* _Extrait fourni_
******************************

À part quelques écologistes qui représentent un pourcentage minime de la population, nous ne parlons jamais des vrais problèmes insolubles de la fin prochaine de la Terre. Nous utilisons toutes sortes de subterfuges pour escamoter la question : le déni étant le plus fréquent ; l’indifférence venant ensuite ; et puis finalement la mise en accusation – faciles – des sociétés multinationales et notre impuissance devant ces géants abstraits.
Mais cette réalité existe réellement, et elle a une cause clairement identifiée. Son nom est « Hommerie ». Il s’agit d’une maladie. Oui, oui, j’en ai déjà parlé, je sais. Notamment ici. Mais j’en reparle encore. Et ce n’est pas la dernière fois que je vais radoter de la sorte.
Comme je l’ai mentionné ailleurs, l’Hommerie est la maladie la plus grave que nous connaissions. À quelques exceptions près, tout le monde est plus ou moins contaminé par ce fléau. Tout le monde : vous, moi, les membres de votre famille, vos voisins, tous.

******************************

* _Données enregistrées_

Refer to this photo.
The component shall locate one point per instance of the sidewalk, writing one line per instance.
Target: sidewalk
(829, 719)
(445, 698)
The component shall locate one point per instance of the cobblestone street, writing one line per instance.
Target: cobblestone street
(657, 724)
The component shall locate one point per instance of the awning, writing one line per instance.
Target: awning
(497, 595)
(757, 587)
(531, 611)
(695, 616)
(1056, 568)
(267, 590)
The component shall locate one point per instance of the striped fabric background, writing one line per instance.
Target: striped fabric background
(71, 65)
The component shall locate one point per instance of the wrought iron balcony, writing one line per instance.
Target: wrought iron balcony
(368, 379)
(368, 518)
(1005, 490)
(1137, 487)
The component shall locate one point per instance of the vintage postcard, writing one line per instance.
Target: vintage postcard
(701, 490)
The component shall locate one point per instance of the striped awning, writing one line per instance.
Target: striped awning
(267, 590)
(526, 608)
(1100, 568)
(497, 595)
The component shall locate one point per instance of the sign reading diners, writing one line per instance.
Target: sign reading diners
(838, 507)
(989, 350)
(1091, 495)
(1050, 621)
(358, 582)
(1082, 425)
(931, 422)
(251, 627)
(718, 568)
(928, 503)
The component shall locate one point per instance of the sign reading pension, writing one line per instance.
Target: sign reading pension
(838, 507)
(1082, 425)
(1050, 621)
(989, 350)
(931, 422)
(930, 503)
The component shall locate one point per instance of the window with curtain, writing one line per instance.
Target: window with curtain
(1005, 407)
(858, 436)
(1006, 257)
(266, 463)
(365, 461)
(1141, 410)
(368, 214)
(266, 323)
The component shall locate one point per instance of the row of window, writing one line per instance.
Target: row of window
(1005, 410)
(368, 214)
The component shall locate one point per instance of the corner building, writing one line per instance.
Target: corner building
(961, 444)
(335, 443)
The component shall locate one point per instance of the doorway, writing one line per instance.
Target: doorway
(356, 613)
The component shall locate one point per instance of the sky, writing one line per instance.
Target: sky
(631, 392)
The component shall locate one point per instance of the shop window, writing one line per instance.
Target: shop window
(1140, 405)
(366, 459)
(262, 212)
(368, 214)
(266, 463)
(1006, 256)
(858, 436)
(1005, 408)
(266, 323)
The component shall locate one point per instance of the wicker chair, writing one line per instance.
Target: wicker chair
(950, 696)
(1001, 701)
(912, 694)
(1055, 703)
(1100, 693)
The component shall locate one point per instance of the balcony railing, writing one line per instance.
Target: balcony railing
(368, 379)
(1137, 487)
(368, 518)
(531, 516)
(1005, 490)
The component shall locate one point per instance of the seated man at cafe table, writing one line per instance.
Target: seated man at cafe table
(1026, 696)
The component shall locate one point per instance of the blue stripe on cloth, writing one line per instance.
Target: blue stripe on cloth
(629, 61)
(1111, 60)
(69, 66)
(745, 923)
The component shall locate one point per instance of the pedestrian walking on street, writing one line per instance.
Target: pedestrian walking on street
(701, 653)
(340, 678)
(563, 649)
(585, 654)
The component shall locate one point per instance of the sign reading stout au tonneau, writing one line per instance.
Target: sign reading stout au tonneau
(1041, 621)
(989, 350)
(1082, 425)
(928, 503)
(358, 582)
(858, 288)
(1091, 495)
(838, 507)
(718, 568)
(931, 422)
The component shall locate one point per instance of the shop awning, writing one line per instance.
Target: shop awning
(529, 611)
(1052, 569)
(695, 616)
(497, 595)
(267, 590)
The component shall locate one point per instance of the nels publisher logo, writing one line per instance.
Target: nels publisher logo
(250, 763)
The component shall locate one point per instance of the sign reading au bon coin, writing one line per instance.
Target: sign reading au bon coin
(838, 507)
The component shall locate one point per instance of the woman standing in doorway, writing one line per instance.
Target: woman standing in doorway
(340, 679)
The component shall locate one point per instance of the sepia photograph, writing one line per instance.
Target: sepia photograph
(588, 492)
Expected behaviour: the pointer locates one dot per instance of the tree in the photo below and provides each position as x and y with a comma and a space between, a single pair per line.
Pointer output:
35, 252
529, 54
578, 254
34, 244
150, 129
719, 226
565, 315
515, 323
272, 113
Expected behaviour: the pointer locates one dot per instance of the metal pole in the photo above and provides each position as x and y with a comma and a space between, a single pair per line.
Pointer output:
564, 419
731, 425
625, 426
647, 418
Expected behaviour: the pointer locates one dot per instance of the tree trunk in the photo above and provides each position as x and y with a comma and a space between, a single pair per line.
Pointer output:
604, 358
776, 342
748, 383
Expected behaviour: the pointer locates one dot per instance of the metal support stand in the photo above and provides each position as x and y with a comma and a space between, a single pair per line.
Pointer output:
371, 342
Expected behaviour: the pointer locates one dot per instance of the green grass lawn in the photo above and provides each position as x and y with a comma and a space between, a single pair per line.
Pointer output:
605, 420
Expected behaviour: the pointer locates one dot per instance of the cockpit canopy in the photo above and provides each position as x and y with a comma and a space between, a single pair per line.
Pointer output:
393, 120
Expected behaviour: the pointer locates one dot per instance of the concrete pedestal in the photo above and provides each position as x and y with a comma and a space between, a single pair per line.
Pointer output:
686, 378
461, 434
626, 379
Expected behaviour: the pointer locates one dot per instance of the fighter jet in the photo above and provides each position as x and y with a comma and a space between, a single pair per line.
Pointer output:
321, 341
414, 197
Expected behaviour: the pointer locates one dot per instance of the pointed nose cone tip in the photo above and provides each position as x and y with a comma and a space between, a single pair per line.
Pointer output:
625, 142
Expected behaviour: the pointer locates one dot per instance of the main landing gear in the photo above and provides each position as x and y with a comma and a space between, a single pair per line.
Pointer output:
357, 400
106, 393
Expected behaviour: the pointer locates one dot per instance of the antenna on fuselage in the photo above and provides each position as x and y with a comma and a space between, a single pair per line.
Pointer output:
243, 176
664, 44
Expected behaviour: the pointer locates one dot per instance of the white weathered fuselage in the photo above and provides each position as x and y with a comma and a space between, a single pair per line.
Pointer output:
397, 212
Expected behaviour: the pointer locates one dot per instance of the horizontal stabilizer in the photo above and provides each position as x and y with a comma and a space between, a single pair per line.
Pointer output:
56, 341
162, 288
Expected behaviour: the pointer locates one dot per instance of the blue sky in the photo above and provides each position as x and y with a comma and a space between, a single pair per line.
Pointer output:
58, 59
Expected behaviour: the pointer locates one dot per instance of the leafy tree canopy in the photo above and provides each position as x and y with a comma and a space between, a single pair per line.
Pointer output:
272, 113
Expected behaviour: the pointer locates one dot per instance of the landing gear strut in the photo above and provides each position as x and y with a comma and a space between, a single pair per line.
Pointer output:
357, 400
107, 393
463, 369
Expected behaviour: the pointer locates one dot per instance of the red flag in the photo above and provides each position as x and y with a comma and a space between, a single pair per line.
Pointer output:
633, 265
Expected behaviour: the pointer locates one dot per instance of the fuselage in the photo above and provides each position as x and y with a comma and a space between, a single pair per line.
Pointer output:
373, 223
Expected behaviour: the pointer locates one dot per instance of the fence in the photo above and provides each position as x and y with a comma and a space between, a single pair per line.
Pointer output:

******************************

* _Questions à traiter_
1. Restituez à l'identique le passage de l'extrait sur l'Hommerie qui s'ouvre sur les mots contenant « À part quelques » et se clôt sur « ces géants abstraits. ».
2. Répondez aux questions suivantes à partir de l'extrait sur l'Hommerie :
(a) Quel subterfuge est présenté comme le plus fréquent pour escamoter la question ?
(b) Quel nom porte la cause de cette réalité, et de quoi s'agit-il ?
(c) Qui est, à quelques exceptions près, contaminé par ce fléau ?

* _Résultats obtenus_
1.
À part quelques écologistes qui représentent un pourcentage minime de la population, nous ne parlons jamais des vrais problèmes insolubles de la fin prochaine de la Terre. Nous utilisons toutes sortes de subterfuges pour escamoter la question : le déni étant le plus fréquent ; l’indifférence venant ensuite ; et puis finalement la mise en accusation – faciles – des sociétés multinationales et notre impuissance devant ces géants abstraits.

2.
(a) Le déni.
(b) Elle s'appelle « Hommerie » et il s'agit d'une maladie.
(c) Tout le monde, plus ou moins : vous, moi, les membres de votre famille, vos voisins, tous.